→ PROBLEM REQUIREMENTS
Count the lines in the material below that contain the word "cargo", and give only that number.

→ DATASET RECORDS
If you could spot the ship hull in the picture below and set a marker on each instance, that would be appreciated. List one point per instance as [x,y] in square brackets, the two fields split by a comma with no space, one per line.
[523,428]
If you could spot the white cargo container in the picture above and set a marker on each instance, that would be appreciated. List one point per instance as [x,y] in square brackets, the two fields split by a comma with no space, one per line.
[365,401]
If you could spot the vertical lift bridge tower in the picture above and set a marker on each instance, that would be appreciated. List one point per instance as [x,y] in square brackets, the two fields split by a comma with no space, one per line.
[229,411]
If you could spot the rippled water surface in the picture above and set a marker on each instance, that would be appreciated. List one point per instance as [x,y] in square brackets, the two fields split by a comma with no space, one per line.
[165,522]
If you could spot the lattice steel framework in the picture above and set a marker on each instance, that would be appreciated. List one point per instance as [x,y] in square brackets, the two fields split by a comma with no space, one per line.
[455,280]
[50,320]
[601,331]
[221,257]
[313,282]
==
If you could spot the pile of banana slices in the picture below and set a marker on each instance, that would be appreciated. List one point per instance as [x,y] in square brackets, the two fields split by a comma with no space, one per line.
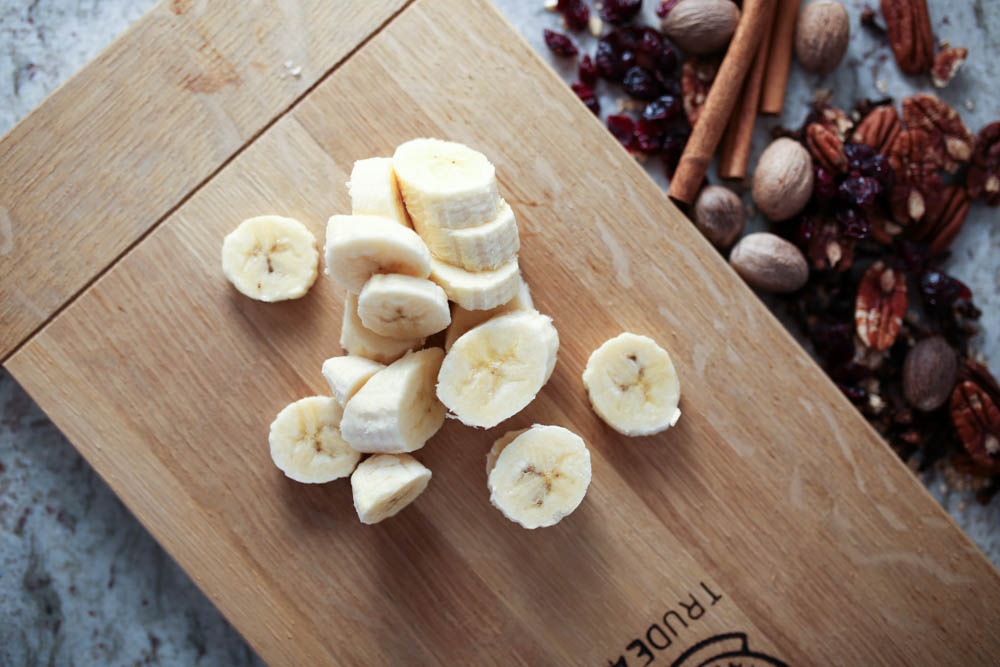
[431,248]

→ ANSWER IN FULL
1